What you will do: Reproduce every one of the entries below verbatim, line by line, without altering anything.

Stored records:

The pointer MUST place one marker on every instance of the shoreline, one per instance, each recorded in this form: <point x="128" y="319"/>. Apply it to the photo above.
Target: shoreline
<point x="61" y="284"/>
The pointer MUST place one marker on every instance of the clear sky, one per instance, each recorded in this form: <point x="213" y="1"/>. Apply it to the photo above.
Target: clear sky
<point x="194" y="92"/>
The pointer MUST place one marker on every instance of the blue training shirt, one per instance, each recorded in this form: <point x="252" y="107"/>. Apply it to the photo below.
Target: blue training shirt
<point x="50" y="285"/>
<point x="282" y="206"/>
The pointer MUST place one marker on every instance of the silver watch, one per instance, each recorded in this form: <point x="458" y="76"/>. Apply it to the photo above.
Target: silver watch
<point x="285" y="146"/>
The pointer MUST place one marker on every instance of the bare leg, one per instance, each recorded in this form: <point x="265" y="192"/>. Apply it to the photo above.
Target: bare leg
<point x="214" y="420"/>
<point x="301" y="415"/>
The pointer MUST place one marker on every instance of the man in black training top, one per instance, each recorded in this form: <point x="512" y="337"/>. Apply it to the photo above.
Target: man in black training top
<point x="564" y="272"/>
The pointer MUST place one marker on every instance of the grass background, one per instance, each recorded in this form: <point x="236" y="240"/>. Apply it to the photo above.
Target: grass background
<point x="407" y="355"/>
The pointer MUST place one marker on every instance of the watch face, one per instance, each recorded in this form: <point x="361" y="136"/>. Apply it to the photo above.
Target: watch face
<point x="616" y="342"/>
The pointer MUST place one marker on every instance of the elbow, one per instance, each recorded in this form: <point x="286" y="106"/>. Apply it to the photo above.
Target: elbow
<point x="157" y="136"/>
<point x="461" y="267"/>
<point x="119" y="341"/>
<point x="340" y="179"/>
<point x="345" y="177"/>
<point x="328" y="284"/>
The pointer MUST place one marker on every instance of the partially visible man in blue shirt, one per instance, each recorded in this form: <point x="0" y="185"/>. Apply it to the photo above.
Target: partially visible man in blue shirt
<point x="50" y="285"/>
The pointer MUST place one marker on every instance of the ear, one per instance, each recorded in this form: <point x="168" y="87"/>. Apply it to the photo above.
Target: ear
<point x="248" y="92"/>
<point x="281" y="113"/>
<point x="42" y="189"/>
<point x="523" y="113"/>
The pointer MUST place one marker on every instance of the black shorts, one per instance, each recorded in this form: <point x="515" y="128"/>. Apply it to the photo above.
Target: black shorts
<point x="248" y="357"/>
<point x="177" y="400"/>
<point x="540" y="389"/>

Correct output:
The pointer MUST place one marker on every instance of the shoreline, one per instance, each recorded in this form: <point x="128" y="319"/>. Apply it to the photo above.
Target: shoreline
<point x="61" y="284"/>
The pointer MUST place one marker on every instance of the clear sky, one per instance, each recorded in this form: <point x="213" y="1"/>. Apply it to the photo above.
Target: clear sky
<point x="194" y="92"/>
The pointer MUST place one marker on every instance of the blue training shirt, one per instance, each recorded in this form: <point x="252" y="107"/>. Apply it to the photo below.
Target: blue training shirt
<point x="50" y="285"/>
<point x="282" y="206"/>
The pointer MUST place one marker on every instance of the silver watch, one per instance, each recorded in this form: <point x="458" y="76"/>. Apply it to the photo above.
Target: silver watch
<point x="285" y="146"/>
The pointer MUST place one marker on every instance of the bare leg, one per instance, each recorded in this form: <point x="265" y="192"/>. Apply it to the photo above.
Target: bare leg
<point x="214" y="420"/>
<point x="301" y="415"/>
The pointer MUST place one marker on every instance of the man in black training top, one per instance, each recorded in this form: <point x="512" y="337"/>. Apply it to the photo above.
Target: man in black training top
<point x="564" y="272"/>
The pointer MUST place one marker on every instance of the grass background, one per instance, each recorded in this form: <point x="236" y="240"/>. Apply it to the photo above.
Target: grass background
<point x="407" y="355"/>
The pointer MUST place one marker on every instance of the watch face, one per instance, each recorded in this form: <point x="361" y="136"/>. Apply it to the photo above.
Target: watch face
<point x="616" y="342"/>
The pointer MUST place one marker on every instance of the elbow, one per instance, each recorded in this form: <point x="286" y="106"/>. Apply it to the photo above.
Target: elbow
<point x="157" y="136"/>
<point x="461" y="267"/>
<point x="119" y="341"/>
<point x="340" y="179"/>
<point x="345" y="177"/>
<point x="328" y="284"/>
The pointer MUST place one marker on every instance of the partially visible man in blue shirt, one per instance, each recorded in this form: <point x="0" y="185"/>. Apply it to the photo above.
Target: partially visible man in blue shirt
<point x="50" y="285"/>
The pointer MUST place one marker on every instance of the ear, one per instance, each recorded in this form: <point x="168" y="87"/>. Apply it to the photo above.
Target: ear
<point x="248" y="92"/>
<point x="281" y="113"/>
<point x="42" y="189"/>
<point x="523" y="113"/>
The pointer MUST place one marker on every instance of the black shorts, one per instance, each recorded in this form: <point x="515" y="128"/>. Apply it to the photo above.
Target: black shorts
<point x="248" y="357"/>
<point x="177" y="400"/>
<point x="540" y="389"/>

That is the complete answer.